* START *

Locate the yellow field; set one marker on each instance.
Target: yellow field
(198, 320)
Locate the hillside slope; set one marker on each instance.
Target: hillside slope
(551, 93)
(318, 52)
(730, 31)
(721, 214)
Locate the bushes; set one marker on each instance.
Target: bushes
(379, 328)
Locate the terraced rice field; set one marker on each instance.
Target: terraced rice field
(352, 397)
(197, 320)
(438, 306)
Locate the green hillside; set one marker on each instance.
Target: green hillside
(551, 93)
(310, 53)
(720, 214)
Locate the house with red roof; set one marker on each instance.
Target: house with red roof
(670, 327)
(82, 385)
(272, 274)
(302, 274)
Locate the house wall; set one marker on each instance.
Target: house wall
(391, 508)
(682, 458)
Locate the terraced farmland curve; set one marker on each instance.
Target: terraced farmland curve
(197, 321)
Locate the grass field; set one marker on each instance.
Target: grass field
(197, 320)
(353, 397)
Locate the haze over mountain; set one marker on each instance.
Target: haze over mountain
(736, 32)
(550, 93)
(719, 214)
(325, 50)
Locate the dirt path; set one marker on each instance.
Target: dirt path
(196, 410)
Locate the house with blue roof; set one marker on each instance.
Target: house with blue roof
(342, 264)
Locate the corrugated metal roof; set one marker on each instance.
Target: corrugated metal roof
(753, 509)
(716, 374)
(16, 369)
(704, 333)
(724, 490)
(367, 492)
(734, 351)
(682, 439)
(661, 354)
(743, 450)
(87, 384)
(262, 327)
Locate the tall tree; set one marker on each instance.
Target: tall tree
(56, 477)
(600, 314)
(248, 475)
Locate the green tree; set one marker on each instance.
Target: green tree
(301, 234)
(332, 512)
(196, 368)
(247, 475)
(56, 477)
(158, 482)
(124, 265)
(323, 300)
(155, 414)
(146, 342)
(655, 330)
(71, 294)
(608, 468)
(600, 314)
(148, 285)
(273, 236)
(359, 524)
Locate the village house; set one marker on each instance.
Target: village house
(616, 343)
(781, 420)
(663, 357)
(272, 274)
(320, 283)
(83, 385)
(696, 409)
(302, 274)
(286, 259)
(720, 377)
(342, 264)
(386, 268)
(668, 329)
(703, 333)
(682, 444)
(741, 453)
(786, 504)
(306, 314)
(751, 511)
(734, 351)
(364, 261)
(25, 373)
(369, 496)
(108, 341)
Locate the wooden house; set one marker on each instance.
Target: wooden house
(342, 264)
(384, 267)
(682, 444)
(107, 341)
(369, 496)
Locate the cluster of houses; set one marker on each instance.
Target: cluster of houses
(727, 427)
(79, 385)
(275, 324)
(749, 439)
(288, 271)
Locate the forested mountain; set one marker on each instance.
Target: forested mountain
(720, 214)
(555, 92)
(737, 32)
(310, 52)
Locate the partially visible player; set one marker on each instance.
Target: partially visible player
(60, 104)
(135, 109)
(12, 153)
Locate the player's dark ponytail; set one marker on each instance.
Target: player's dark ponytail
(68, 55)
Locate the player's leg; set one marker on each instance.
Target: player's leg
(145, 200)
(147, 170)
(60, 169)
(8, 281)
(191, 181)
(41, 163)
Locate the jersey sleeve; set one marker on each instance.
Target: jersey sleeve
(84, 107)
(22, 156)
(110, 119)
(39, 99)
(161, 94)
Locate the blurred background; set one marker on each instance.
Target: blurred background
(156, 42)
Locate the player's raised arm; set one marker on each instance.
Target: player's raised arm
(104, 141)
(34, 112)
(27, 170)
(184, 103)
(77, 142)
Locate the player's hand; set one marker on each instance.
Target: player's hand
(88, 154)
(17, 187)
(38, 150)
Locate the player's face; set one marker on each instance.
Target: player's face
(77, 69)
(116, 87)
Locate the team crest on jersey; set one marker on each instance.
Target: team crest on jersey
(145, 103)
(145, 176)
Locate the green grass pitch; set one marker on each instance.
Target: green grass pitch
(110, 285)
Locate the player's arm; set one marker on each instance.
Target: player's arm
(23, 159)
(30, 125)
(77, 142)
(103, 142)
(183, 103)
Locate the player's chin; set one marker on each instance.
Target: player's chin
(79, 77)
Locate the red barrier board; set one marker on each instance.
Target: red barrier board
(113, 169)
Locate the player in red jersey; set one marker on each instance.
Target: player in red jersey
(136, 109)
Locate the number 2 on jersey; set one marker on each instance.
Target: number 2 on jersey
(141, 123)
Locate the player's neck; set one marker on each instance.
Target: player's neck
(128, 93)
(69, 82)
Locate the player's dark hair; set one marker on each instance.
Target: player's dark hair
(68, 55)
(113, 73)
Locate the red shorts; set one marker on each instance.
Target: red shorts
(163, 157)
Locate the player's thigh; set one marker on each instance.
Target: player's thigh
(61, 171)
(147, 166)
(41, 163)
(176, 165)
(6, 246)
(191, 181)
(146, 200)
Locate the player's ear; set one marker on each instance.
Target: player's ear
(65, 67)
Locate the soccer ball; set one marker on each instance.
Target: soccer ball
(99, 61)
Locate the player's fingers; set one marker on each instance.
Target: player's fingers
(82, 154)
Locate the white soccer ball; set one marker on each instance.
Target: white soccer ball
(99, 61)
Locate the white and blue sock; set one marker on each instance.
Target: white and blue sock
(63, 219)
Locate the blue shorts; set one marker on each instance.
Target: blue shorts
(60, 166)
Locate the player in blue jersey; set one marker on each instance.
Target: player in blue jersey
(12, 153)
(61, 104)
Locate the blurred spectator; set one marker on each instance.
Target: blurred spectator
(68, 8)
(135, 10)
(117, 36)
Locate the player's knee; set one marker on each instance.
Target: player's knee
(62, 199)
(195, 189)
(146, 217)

* END *

EXERCISE: Please rewrite all the records above as a two-column CSV with the header text,answer, one row per record. Put each record's text and its answer in their own quoted fields, with every line break replaced by a space.

TASK OUTPUT:
text,answer
"Locate the yellow field; set one marker on each instance. Target: yellow field","(198, 320)"
"Locate the hillside slope; set one marker on each instance. Target: hillside slope","(551, 93) (318, 52) (730, 31) (721, 214)"
"Locate the bushes; set one marker on each instance. Target: bushes","(379, 328)"
"Locate the terraced rice field; set one marker on each instance. Target: terraced rice field","(352, 397) (197, 320) (438, 306)"
"Locate the green hillside; set one marker on each instance. Target: green hillside","(551, 93) (310, 53) (720, 214)"
"Locate the house with red roof; set one marker on each instance. Target: house with red roof","(670, 327) (82, 385) (272, 274) (302, 274)"
"Locate the house wall; set one marker on each instance. Target: house wall","(391, 508) (682, 458)"
"Locate the terraced farmland curve; set one marker on each instance. Target: terraced farmland curve","(197, 321)"
"Locate the grass field; set one marker on each instance. Target: grass field","(197, 320) (353, 397)"
"Locate the haze over mountain; set one marker on each instance. Target: haze over mountain","(736, 32) (550, 93) (719, 214) (325, 50)"
"Locate the dirt path; set one marker on each instance. Target: dirt path","(196, 410)"
"Locate the house with blue roof; set one marker on each instance. Target: house with blue roof","(342, 264)"
"Locate the corrugated metal roof; set one marker on each instance. Target: corrugated metal roof","(753, 509) (716, 374) (16, 369) (704, 333) (724, 490) (367, 492) (734, 351) (682, 439) (661, 354) (743, 450) (87, 384) (262, 327)"
"Locate the tall tree; set one marker on each instance. Target: tall tree","(56, 477) (600, 314) (248, 475)"
"Locate the green tree; set one marker on each instance. Target: green tree","(301, 234) (332, 512) (196, 368) (247, 475) (56, 477) (158, 482) (124, 265) (323, 300) (155, 414) (146, 342) (655, 330) (71, 294) (608, 468) (600, 314) (148, 285) (273, 236) (359, 524)"
"Locate the village house; set one marker on each instance. Target: village house","(616, 343) (781, 420) (663, 357) (272, 274) (320, 283) (83, 385) (696, 409) (302, 274) (286, 259) (720, 377) (342, 264) (386, 268) (668, 329) (703, 333) (682, 444) (741, 453) (786, 504) (306, 314) (751, 511) (734, 351) (364, 261) (25, 373) (369, 496) (108, 341)"
"Locate the wooden house; set one marker on each instance. Target: wooden house","(342, 264) (384, 267) (682, 444) (107, 341) (369, 496)"
"Locate the cluster of houses; set one marker on each instance. Target: cluster of houses","(727, 427) (79, 385) (275, 324) (749, 439) (288, 271)"
"Locate the forested mountain; set one marker on each instance. Target: forested mountain","(720, 214) (555, 92) (737, 32) (310, 52)"
"Locate the partially visible player; set one marker on each instance. Target: partially visible player","(60, 104) (135, 109) (12, 153)"
"Locate the player's dark ponytail; set one marker on each instance. Target: player's dark ponytail","(68, 55)"
"Locate the player's leg; set one marker on each instance. Target: player's leg","(145, 200) (147, 170) (60, 169) (8, 281) (191, 181) (41, 163)"
"Locate the jersey sleeve; set one marker on each instance. Target: jersey sleeve","(84, 107) (22, 156) (110, 119) (39, 99) (161, 94)"
"Locate the blurred background; set one marker on each instance. Target: blurred background","(156, 42)"
"Locate the player's raised arm; set one marker on each instance. Target: player's raised arm","(104, 141) (34, 112) (27, 170) (184, 103) (77, 142)"
"Locate the player's hand; set one marker on each instance. Target: player's hand","(88, 154) (17, 187) (38, 150)"
"Locate the player's face; set one marker on each instance. Target: player's face","(77, 69) (116, 87)"
"Locate the team crest on jersey; set one marker on each instance. Target: team crest on jersey","(145, 103) (145, 176)"
"Locate the green grass pitch; set one marker on each instance. Target: green grass pitch","(110, 285)"
"Locate the player's arm; set one marker on each instance. Target: player's arm","(23, 159) (30, 125) (77, 142) (103, 142) (183, 103)"
"Locate the player's chin; set one marker on each instance. Target: player's chin","(79, 77)"
"Locate the red barrier board; set one marker on each instance. Target: red barrier board","(113, 169)"
"Locate the player in red jersey; set one marker on each instance. Target: player in red jersey","(136, 109)"
"Locate the number 2 on jersey; set one marker on each instance. Target: number 2 on jersey","(141, 123)"
"Locate the player's neck; set one marker on each instance. Target: player's neck","(128, 93) (69, 82)"
"Locate the player's dark hair; set one marker on each instance. Target: player's dark hair","(68, 55) (113, 73)"
"Locate the red shorts; set one marker on each instance. Target: red shorts","(163, 157)"
"Locate the player's thigh; set one marker on each instance. Target: player's thigh","(61, 171) (147, 166) (41, 163) (176, 165) (6, 246) (191, 181) (146, 200)"
"Locate the player's ear; set one marker on each instance. Target: player's ear","(65, 67)"
"Locate the soccer ball; set one marker on each instance. Target: soccer ball","(99, 61)"
"Locate the player's fingers; set one marker on each instance. Target: player's fingers","(82, 154)"
"Locate the white soccer ball; set one marker on each instance. Target: white soccer ball","(99, 61)"
"Locate the white and blue sock; set one marker on each instance. Target: white and blue sock","(63, 219)"
"Locate the blue shorts; set one marker on each instance. Target: blue shorts","(60, 166)"
"Locate the player in blue jersey; set one marker on each instance. Target: player in blue jersey","(12, 153) (61, 104)"
"Locate the blurred spectator; set one marker on each instance. Target: blurred spectator","(68, 8) (135, 10) (117, 36)"
"Locate the player's knee; set one marker on each instance. Target: player's knee","(62, 199) (195, 189) (146, 217)"